Study text ▸

────

= Three-dart average =

Best averages achieved by darts players

The three-dart average in darts is the average of the total score achieved with each turn of three darts.

Averages are the most cited statistics in matches as they give a rough estimate of a player's form. The longer a match lasts, the harder it is to maintain a high average, as low-scoring legs or missed darts when aiming for a double bring the average down.

While there have been match averages of over 130 in floor tournaments, the world record only lists televised matches, which are easy to verify.

────

Given information ▸
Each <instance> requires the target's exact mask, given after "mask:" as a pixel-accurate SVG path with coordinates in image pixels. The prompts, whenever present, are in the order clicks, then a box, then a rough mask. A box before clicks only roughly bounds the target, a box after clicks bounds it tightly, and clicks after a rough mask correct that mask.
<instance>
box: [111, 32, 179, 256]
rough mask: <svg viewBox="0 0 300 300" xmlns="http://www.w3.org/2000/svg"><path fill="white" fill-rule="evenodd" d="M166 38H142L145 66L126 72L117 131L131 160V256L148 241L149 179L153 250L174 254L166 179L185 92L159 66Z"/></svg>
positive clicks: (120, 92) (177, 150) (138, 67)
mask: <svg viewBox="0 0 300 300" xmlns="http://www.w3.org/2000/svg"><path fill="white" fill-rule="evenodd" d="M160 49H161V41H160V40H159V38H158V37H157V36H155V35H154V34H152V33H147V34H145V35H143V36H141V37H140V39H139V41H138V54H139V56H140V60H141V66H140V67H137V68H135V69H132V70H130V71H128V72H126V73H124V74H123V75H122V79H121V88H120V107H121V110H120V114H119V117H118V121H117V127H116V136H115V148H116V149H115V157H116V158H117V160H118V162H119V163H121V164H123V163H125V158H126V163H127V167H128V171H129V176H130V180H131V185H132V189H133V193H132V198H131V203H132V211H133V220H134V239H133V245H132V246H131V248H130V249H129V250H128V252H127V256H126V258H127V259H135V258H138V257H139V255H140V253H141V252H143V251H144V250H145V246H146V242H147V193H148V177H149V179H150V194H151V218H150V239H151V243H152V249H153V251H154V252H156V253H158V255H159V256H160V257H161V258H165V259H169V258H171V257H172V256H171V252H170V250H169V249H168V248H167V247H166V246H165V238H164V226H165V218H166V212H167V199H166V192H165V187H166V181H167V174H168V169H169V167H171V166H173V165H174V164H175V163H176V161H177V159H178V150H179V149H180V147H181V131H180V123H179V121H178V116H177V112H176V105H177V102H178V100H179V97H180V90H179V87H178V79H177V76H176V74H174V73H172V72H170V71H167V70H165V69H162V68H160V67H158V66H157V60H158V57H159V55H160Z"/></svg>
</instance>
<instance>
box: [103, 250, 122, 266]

────

Things to do ▸
a) In the three-dart average text, repeat the passage between "Best averages achieved" and "the average down.", inclusive.
b) Which matches count toward the world record, according to the three-dart average text?
c) Carry on the text about the three-dart average from the point where it stops.

Responses to the tasks ▸
a)
Best averages achieved by darts players

The three-dart average in darts is the average of the total score achieved with each turn of three darts.

Averages are the most cited statistics in matches as they give a rough estimate of a player's form. The longer a match lasts, the harder it is to maintain a high average, as low-scoring legs or missed darts when aiming for a double bring the average down.

b) Only televised matches, which are easy to verify.

c)
==Definition==
To compute the three-dart average, the total amount of points scored is divided by the number of darts thrown, and then multiplied by three to find the average score per round. On occasion the one-dart average (the above measure but not multiplied by three) is used instead.

If a player busts their score on their first or second throw in a visit, then that counts as a complete visit and is counted as three darts thrown.

If the winning dart is in the first or second dart thrown in a visit, only those darts are counted as thrown for that visit (the one or two darts not thrown are not counted).

==History==
Michael van Gerwen is the current world record holder for a televised match with a three-dart average of 123.40 thrown in the 2016 Premier League against Michael Smith.

Gary Anderson holds the record for highest Professional Darts Corporation live streamed match average (123.83), at Players Championship 15 in 2024.

Bobby George was the first player to throw an average of over 100 on television during the 1979 News of the World Darts Championship final against Alan Glazier.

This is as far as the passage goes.